Selected extract
[Start]

06 October 2010

We Can Spell Semibreve

Tuesday evenings we have piano lessons, now, and I'm ready for the fight.

For the eldest, piano lessons means being tutored in the essential hand-eye-ear coordination of harmonising fingers with keys, with spots on paper, with sounds of definite pitch. For dad it means being tutored in the associated, treacherous over-world of getting his budding Ingrid Fliter to her class at the appointed time.

Until last Tuesday evening's first foray to class, I thought I had the easier task. Tonight I am wiser, dressed in full battle fatigues, with face painted. (I can also play the Elephant Waltz by rote, left hand and right, because that bit's easy.)


St. Mary's College in Galway is an imposing old four-storey, Georgian-windowed secondary school building. It's on a hill next to St. Mary's Rd, and looks down at you on the road, even before you turn in the gate. To add to the mood, the driveway up to it is of sufficient length to place it, at best (on sunny evenings) in the neo-Victorian slot of one's brain.

- A classic old setting for the child's piano lessons, I think to myself, as I park defiantly just left of the front entrance. The fact that my daughter's piano teacher is Russian fits neatly into that same slot in my brain, cultivated as it is by the plough of predjudice, and the harrow of half-knowledge.

Once inside the ample front portals of St. Mary's, polished floors urgently echo every foot-fall through long corridors of large, white, closed doors. I am already half way down the first corridor, satisfying my search for several more items to mentally store in the Victorian-Eastern-bloc brain slot, when my daughter calls me back.

- That door says Elena, dad - that's my teacher's name.

[End]

Information provided
[Start]

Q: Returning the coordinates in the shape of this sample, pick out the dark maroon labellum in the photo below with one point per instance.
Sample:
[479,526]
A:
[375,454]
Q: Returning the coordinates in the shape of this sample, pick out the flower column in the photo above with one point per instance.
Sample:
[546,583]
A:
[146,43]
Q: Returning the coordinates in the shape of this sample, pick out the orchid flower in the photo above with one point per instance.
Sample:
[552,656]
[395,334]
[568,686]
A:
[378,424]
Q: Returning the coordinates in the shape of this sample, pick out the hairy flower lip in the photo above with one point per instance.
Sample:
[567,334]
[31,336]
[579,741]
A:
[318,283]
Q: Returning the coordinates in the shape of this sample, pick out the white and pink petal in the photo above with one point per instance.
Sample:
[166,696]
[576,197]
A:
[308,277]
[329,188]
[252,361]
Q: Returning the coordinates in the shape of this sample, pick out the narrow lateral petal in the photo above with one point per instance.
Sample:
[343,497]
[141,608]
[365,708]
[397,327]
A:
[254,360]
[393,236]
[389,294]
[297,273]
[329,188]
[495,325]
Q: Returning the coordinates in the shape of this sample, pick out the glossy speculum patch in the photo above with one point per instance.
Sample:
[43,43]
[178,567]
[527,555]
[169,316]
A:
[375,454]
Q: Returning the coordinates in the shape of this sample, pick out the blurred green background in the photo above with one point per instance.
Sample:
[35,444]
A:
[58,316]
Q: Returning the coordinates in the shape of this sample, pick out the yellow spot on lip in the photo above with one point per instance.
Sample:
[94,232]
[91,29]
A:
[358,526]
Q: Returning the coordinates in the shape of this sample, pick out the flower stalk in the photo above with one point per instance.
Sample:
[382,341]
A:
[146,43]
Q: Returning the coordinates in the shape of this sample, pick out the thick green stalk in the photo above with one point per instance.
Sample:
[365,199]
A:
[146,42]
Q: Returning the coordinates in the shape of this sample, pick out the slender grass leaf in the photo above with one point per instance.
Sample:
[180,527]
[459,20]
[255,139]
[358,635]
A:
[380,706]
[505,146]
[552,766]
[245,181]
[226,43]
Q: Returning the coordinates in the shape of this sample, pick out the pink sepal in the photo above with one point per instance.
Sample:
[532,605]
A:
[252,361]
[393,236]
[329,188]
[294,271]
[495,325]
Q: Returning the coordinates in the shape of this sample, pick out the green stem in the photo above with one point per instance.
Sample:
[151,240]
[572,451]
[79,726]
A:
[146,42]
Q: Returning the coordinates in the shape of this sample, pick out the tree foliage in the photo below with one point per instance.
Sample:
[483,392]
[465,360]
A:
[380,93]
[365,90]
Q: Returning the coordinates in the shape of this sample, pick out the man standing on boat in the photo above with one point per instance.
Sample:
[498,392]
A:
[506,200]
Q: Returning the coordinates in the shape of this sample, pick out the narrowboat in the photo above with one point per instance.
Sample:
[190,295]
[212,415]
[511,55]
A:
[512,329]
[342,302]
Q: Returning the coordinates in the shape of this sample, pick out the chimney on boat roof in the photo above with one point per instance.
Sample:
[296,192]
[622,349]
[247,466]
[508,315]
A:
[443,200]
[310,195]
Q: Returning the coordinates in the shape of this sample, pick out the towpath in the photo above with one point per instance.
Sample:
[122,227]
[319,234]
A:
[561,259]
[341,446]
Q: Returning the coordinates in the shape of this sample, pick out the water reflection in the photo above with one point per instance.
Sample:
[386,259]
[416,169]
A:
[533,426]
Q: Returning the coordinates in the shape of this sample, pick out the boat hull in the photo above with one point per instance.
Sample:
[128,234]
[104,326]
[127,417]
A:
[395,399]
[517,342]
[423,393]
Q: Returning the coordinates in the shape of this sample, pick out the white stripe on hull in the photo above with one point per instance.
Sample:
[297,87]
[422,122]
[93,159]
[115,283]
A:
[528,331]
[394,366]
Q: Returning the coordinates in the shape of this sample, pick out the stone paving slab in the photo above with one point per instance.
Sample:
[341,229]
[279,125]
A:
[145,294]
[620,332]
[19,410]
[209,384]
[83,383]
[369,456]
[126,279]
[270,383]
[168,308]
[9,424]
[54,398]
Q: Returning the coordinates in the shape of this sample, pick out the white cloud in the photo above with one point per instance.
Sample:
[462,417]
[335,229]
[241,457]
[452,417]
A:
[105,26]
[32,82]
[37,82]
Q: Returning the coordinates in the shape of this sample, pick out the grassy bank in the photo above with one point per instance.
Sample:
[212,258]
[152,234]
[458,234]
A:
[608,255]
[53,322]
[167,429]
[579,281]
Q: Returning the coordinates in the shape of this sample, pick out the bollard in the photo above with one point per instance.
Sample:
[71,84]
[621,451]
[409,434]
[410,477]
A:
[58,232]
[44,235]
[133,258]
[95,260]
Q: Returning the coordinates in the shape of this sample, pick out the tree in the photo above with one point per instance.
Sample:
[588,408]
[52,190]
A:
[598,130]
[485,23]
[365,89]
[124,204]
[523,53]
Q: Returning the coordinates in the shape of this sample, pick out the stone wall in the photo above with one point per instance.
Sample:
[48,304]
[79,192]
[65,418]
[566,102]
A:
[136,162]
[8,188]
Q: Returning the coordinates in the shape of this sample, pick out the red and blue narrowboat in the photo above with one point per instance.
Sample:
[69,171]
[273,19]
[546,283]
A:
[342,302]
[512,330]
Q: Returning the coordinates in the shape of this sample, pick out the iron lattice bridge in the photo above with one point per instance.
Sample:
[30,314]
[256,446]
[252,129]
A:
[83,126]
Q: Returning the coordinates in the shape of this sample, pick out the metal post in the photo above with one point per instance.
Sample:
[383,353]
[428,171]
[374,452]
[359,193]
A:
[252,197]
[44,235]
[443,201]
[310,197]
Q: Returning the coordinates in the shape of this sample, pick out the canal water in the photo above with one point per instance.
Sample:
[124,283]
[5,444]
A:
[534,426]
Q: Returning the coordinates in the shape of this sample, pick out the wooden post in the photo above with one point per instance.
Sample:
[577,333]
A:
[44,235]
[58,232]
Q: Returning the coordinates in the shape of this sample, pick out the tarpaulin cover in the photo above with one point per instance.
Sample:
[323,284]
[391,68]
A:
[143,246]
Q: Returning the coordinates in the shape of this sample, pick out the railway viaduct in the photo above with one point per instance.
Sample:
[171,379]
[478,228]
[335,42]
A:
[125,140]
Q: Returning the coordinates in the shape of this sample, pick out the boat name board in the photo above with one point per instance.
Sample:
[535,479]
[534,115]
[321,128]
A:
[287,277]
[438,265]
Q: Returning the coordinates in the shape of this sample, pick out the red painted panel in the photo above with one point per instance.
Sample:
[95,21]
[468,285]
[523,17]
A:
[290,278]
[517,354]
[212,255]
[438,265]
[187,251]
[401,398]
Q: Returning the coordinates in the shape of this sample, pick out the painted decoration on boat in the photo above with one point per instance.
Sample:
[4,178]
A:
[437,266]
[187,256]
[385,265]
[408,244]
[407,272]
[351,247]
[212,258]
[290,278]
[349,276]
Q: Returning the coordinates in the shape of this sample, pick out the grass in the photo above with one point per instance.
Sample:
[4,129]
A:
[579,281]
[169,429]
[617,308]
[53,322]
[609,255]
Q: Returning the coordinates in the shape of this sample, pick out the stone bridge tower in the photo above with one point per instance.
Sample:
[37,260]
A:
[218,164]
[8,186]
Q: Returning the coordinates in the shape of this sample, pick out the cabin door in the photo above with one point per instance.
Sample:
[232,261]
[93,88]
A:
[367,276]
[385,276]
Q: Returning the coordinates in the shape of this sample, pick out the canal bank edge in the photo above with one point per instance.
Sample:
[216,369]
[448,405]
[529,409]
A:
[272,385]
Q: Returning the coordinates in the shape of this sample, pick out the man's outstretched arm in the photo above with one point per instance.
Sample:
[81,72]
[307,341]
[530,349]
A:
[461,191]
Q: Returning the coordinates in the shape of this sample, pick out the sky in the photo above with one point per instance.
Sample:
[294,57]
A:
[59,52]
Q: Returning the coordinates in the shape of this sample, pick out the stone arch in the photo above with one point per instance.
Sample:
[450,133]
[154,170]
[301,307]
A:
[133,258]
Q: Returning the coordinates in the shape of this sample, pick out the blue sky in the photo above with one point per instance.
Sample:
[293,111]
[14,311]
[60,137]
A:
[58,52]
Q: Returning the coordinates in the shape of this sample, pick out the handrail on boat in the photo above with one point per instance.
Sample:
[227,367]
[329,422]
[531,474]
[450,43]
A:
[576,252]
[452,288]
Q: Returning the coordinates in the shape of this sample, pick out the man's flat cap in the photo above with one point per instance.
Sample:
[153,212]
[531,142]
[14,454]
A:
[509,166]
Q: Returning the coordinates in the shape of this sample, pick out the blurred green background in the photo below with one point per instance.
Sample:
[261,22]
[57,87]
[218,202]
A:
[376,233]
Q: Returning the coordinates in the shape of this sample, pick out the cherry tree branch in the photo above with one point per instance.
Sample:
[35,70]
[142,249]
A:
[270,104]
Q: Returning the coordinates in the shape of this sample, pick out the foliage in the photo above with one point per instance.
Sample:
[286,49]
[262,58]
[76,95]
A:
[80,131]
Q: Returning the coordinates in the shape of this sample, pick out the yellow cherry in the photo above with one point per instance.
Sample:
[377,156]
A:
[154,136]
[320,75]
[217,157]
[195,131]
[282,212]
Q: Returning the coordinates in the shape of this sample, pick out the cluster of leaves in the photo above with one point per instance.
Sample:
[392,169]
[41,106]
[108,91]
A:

[End]

The tasks
1. Write out the post about piano lessons word for word, from start to finish.
2. Output the lines of the listing exactly, beginning at the line that contains "out the cherry" and stopping after the last line of the listing.

Exercise results
1.
06 October 2010

We Can Spell Semibreve

Tuesday evenings we have piano lessons, now, and I'm ready for the fight.

For the eldest, piano lessons means being tutored in the essential hand-eye-ear coordination of harmonising fingers with keys, with spots on paper, with sounds of definite pitch. For dad it means being tutored in the associated, treacherous over-world of getting his budding Ingrid Fliter to her class at the appointed time.

Until last Tuesday evening's first foray to class, I thought I had the easier task. Tonight I am wiser, dressed in full battle fatigues, with face painted. (I can also play the Elephant Waltz by rote, left hand and right, because that bit's easy.)


St. Mary's College in Galway is an imposing old four-storey, Georgian-windowed secondary school building. It's on a hill next to St. Mary's Rd, and looks down at you on the road, even before you turn in the gate. To add to the mood, the driveway up to it is of sufficient length to place it, at best (on sunny evenings) in the neo-Victorian slot of one's brain.

- A classic old setting for the child's piano lessons, I think to myself, as I park defiantly just left of the front entrance. The fact that my daughter's piano teacher is Russian fits neatly into that same slot in my brain, cultivated as it is by the plough of predjudice, and the harrow of half-knowledge.

Once inside the ample front portals of St. Mary's, polished floors urgently echo every foot-fall through long corridors of large, white, closed doors. I am already half way down the first corridor, satisfying my search for several more items to mentally store in the Victorian-Eastern-bloc brain slot, when my daughter calls me back.

- That door says Elena, dad - that's my teacher's name.

2.
Q: Returning the coordinates in the shape of this sample, pick out the cherry tree branch in the photo above with one point per instance.
Sample:
[35,70]
[142,249]
A:
[270,104]
Q: Returning the coordinates in the shape of this sample, pick out the foliage in the photo above with one point per instance.
Sample:
[286,49]
[262,58]
[76,95]
A:
[80,131]
Q: Returning the coordinates in the shape of this sample, pick out the yellow cherry in the photo above with one point per instance.
Sample:
[377,156]
A:
[154,136]
[320,75]
[217,157]
[195,131]
[282,212]
Q: Returning the coordinates in the shape of this sample, pick out the cluster of leaves in the photo above with one point per instance.
Sample:
[392,169]
[41,106]
[108,91]
A:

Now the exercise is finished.